** begin Materials provided **
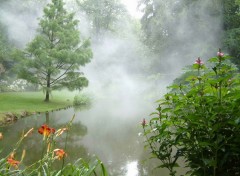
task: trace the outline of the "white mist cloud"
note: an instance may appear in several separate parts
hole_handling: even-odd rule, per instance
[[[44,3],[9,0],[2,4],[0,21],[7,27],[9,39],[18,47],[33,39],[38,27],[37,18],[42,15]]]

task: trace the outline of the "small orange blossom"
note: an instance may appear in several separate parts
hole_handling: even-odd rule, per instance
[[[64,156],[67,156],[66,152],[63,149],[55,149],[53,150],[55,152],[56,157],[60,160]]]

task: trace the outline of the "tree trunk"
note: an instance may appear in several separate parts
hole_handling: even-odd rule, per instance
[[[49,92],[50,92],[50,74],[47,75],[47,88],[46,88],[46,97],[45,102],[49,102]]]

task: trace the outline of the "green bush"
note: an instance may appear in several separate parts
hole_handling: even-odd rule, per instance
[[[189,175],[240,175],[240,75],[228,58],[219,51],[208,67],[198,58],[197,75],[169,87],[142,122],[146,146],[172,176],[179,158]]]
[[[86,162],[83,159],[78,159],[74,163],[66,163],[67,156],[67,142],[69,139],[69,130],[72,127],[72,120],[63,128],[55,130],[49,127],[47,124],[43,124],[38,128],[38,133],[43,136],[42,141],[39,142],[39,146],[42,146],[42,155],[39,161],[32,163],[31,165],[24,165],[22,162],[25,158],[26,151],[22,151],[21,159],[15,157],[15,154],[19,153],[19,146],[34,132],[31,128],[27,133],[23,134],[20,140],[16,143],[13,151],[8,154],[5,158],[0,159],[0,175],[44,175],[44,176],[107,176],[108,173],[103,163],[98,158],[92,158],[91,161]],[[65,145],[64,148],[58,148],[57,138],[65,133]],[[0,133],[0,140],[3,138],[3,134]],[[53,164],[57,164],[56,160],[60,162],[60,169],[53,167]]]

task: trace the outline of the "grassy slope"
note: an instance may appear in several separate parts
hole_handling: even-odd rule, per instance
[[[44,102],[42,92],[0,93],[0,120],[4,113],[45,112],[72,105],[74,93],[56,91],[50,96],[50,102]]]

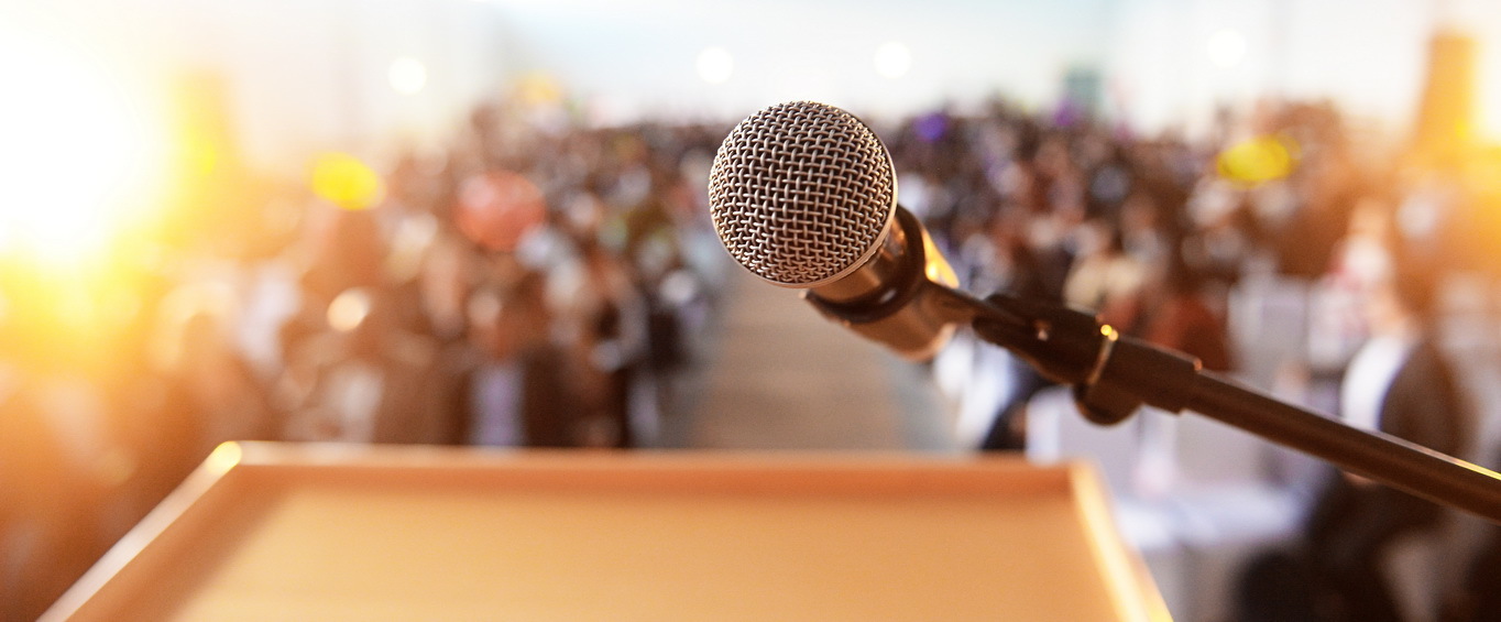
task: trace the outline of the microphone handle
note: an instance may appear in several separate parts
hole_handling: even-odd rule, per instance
** end Materials provided **
Exercise details:
Write out every line of the records above word for word, omitting the pictures.

Result of the exercise:
task: trace the outline of the "white mist cloud"
note: an instance may appear in several separate parts
hole_handling: even-odd rule, per instance
[[[44,3],[9,0],[2,4],[0,21],[7,27],[9,39],[18,47],[33,39],[38,27],[37,18],[42,15]]]

task: trace the outline of the "small orange blossom"
note: an instance may appear in several separate parts
hole_handling: even-odd rule, per instance
[[[64,156],[67,156],[66,152],[63,149],[55,149],[53,150],[55,152],[56,157],[60,160]]]

task: trace the outline of the "tree trunk"
note: an instance may appear in several separate parts
hole_handling: even-odd rule, per instance
[[[49,92],[50,92],[50,74],[47,75],[47,88],[46,88],[46,97],[45,102],[49,102]]]

task: trace the outline of the "green bush"
note: an instance may appear in several separate parts
hole_handling: even-odd rule, per instance
[[[189,175],[240,175],[240,75],[228,58],[219,51],[208,67],[198,58],[197,75],[169,87],[142,122],[146,146],[172,176],[179,158]]]
[[[86,162],[83,159],[78,159],[74,163],[66,163],[67,156],[67,142],[69,139],[69,130],[72,127],[72,120],[63,128],[55,130],[49,127],[47,124],[43,124],[38,128],[38,133],[43,136],[42,141],[39,142],[39,146],[42,146],[42,155],[39,161],[32,163],[31,165],[24,165],[22,162],[25,158],[26,151],[22,151],[21,159],[15,157],[15,154],[19,153],[19,146],[34,132],[31,128],[27,133],[23,134],[20,140],[16,143],[13,151],[8,154],[5,158],[0,159],[0,175],[44,175],[44,176],[107,176],[108,173],[103,163],[98,158],[92,158],[91,161]],[[65,145],[64,148],[58,148],[57,138],[65,133]],[[0,133],[0,140],[3,138],[3,134]],[[53,164],[57,164],[56,160],[60,162],[60,169],[53,167]]]

task: trace the outline of the "grassy slope"
note: an instance may appear in several separate parts
hole_handling: even-odd rule, per instance
[[[44,102],[42,92],[0,93],[0,120],[4,113],[45,112],[72,105],[74,93],[56,91],[50,96],[50,102]]]

task: trace the outline of the microphone handle
note: an instance may appear in several separate parts
hole_handling: even-odd rule, per instance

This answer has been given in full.